[Extracted data entries]

:::

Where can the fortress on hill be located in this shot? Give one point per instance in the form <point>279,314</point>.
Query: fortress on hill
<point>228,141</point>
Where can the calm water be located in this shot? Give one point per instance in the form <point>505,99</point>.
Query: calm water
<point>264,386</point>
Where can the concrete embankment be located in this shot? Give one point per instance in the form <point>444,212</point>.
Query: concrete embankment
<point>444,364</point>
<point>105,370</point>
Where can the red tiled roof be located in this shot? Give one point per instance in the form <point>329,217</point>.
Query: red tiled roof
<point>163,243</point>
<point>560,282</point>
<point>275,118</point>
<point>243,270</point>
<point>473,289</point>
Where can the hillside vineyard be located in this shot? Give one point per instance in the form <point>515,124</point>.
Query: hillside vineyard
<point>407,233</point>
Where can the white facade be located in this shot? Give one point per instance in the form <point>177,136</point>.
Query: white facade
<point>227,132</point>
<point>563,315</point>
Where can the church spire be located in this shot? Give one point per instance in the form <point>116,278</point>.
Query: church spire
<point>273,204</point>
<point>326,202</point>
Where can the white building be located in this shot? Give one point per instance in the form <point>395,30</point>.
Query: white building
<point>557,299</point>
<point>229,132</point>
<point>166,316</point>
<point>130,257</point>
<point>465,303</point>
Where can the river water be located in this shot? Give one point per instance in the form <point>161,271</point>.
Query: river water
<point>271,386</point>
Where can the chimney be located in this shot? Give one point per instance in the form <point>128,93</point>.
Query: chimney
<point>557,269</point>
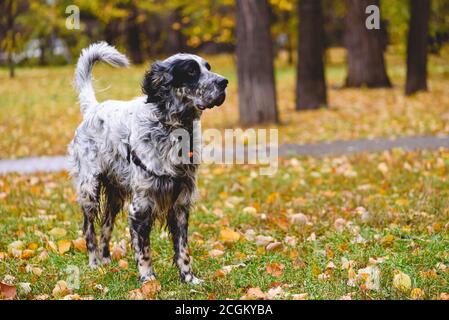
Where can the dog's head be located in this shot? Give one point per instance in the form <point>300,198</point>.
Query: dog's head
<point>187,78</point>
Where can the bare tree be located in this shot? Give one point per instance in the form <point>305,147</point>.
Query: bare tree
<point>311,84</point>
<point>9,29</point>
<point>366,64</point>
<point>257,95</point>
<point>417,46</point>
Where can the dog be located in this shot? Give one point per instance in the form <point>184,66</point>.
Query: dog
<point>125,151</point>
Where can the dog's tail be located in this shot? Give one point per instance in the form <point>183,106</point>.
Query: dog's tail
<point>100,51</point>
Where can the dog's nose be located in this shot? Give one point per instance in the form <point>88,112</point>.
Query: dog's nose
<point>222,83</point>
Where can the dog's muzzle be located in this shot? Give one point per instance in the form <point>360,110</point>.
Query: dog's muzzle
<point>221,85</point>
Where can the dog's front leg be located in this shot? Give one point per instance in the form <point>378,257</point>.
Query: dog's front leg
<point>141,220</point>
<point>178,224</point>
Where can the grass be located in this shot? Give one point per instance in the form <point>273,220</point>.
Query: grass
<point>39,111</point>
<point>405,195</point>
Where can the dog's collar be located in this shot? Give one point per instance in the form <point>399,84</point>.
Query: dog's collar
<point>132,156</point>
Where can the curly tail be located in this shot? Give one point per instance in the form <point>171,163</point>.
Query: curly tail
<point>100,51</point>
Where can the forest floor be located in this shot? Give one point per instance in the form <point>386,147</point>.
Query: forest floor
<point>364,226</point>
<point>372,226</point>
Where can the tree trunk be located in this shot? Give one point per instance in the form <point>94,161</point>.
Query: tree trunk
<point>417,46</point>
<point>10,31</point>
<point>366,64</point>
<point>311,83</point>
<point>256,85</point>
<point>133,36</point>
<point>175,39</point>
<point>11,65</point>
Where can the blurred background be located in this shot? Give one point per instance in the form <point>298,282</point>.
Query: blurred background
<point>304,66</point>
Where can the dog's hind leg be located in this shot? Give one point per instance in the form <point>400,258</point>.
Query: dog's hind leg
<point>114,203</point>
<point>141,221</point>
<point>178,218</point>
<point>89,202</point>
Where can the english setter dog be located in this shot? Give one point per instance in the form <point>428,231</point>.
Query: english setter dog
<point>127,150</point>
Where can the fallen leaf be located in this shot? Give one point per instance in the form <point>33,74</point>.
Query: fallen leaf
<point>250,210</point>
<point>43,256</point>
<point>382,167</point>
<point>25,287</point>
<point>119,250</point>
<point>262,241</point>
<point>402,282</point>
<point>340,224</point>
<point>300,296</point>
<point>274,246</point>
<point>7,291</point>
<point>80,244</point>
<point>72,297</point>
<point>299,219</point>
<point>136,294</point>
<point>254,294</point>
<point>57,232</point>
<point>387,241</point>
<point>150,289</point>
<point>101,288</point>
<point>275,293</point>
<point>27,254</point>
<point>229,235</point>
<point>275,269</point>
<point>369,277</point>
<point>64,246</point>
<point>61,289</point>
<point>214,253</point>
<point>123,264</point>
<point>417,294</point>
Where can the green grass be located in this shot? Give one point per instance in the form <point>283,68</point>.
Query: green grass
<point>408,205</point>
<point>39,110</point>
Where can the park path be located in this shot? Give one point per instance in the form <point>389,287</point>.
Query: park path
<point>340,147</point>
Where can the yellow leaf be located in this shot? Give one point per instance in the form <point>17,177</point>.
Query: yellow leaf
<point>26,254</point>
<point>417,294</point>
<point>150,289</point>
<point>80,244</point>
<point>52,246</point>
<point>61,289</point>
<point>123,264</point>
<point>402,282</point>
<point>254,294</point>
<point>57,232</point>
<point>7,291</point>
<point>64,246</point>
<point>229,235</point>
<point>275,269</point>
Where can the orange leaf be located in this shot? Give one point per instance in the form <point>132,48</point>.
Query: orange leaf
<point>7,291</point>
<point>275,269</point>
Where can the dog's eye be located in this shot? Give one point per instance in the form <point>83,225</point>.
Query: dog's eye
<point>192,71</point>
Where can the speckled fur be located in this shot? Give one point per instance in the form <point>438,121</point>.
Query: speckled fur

:::

### What you need to do
Restate each of the entries above word for word and skip every image.

### Reply
Where can the fortress on hill be located in this shot? Give one point per instance in the form <point>279,314</point>.
Query: fortress on hill
<point>228,141</point>
Where can the calm water be located in this shot? Give one point per instance in the form <point>505,99</point>.
Query: calm water
<point>264,386</point>
Where can the concrete embankment be located in this shot? Give one point per instance in the form <point>444,212</point>.
Query: concrete embankment
<point>444,364</point>
<point>105,370</point>
Where can the red tiled roof be located in this shot? Give one point per instance in the form <point>329,217</point>.
Query: red tiled roof
<point>163,243</point>
<point>560,282</point>
<point>275,118</point>
<point>243,270</point>
<point>473,289</point>
Where can the hillside vineyard be located in this shot? Give one point per instance in the form <point>515,124</point>.
Query: hillside vineyard
<point>407,233</point>
Where can the white facade be located in this shot? Give one point per instance in the form <point>177,136</point>.
Query: white facade
<point>227,132</point>
<point>563,315</point>
Where can the church spire be located in this shot? Give one point per instance in the form <point>116,278</point>.
Query: church spire
<point>273,204</point>
<point>326,202</point>
Where can the white building be located in this shot? Give one point per instance in the form <point>395,30</point>.
Query: white building
<point>557,299</point>
<point>229,132</point>
<point>166,316</point>
<point>130,257</point>
<point>465,303</point>
Where can the river water be located in this shot? Give one point per instance in the form <point>161,271</point>.
Query: river water
<point>271,386</point>
Where can the chimney be located in this shot? Give one point per instance in the form <point>128,93</point>.
Query: chimney
<point>557,269</point>
Where can the dog's head be located in this shot? Give one point per instance in the form <point>300,198</point>.
Query: dog's head
<point>187,78</point>
Where can the bare tree be located in this shot? Give one point per instance in the form <point>305,147</point>.
Query: bare tree
<point>311,84</point>
<point>9,29</point>
<point>366,64</point>
<point>257,95</point>
<point>417,46</point>
Where can the dog be located in this shot? Give one point per instance in the form <point>184,66</point>.
Query: dog
<point>125,151</point>
Where can the dog's tail be located in this shot? Give one point per instance in the form <point>183,106</point>.
Query: dog's tail
<point>100,51</point>
Where can the dog's nose be located in this shot? Give one point per instance in the form <point>88,112</point>.
Query: dog's nose
<point>222,83</point>
Where can the dog's muzzle be located in this shot? Give one point per instance in the form <point>360,110</point>.
Query: dog's muzzle
<point>221,85</point>
Where can the dog's front leg be located in this shot? Give one point per instance in the form <point>378,257</point>.
Query: dog's front leg
<point>141,220</point>
<point>178,224</point>
Where can the grass be located in this shot? Give one point per instance in the form <point>273,220</point>.
Query: grass
<point>39,111</point>
<point>405,195</point>
Where can the dog's collar be located in this shot? Give one point per instance in the form <point>399,84</point>.
Query: dog's collar
<point>132,156</point>
Where can the curly tail be located in this shot? Give one point per instance in the form <point>171,163</point>.
Query: curly tail
<point>100,51</point>
Where can the forest floor be located in this shot? Give one point per instance in the form <point>386,147</point>.
Query: forest floor
<point>364,226</point>
<point>372,226</point>
Where can the tree trunk be located in this shot? Give one point per instance in the form <point>94,161</point>.
Query: tree trunk
<point>417,46</point>
<point>10,31</point>
<point>366,64</point>
<point>311,83</point>
<point>256,85</point>
<point>133,36</point>
<point>175,39</point>
<point>11,65</point>
Where can the blurred background be located in this shot? Give one point per instance in the form <point>298,282</point>.
Query: blurred background
<point>304,66</point>
Where can the dog's hind leg be located in this shot? Give one point per instance in the form <point>400,258</point>.
Query: dog's hind leg
<point>114,203</point>
<point>141,221</point>
<point>178,218</point>
<point>89,202</point>
Where can the english setter dog be located in this shot? Give one point per instance in the form <point>428,231</point>.
Query: english setter dog
<point>127,150</point>
Where can the fallen leaf be located in this shot? Give one point per instance in the form <point>33,74</point>.
Query: fallen leaf
<point>250,210</point>
<point>43,256</point>
<point>382,167</point>
<point>25,287</point>
<point>119,250</point>
<point>262,241</point>
<point>402,282</point>
<point>340,224</point>
<point>300,296</point>
<point>274,246</point>
<point>7,291</point>
<point>80,244</point>
<point>72,297</point>
<point>299,219</point>
<point>136,294</point>
<point>254,294</point>
<point>57,232</point>
<point>387,241</point>
<point>150,289</point>
<point>101,288</point>
<point>275,293</point>
<point>27,254</point>
<point>229,235</point>
<point>275,269</point>
<point>369,277</point>
<point>64,246</point>
<point>61,289</point>
<point>214,253</point>
<point>123,264</point>
<point>417,294</point>
Where can the green grass be located in this shot? Give one point per instance in the form <point>283,68</point>.
Query: green grass
<point>408,205</point>
<point>39,110</point>
Where can the park path be located in this shot? Give one point per instance in the form <point>389,287</point>.
Query: park path
<point>340,147</point>
Where can the yellow leaf be located in this shot? Give one point per instance in the form <point>17,177</point>.
Query: yellow leaf
<point>26,254</point>
<point>417,294</point>
<point>150,289</point>
<point>80,244</point>
<point>52,246</point>
<point>61,289</point>
<point>123,264</point>
<point>402,282</point>
<point>254,294</point>
<point>57,232</point>
<point>7,291</point>
<point>64,246</point>
<point>229,235</point>
<point>275,269</point>
Where can the orange leaf be located in this shot? Give one point per instance in the form <point>132,48</point>.
Query: orange leaf
<point>7,291</point>
<point>275,269</point>
Where can the dog's eye be located in this shot? Give one point per instance in the form <point>83,225</point>.
Query: dog's eye
<point>192,71</point>
Where can the speckled fur be located in this shot? Give one point per instance in the form <point>438,121</point>.
Query: speckled fur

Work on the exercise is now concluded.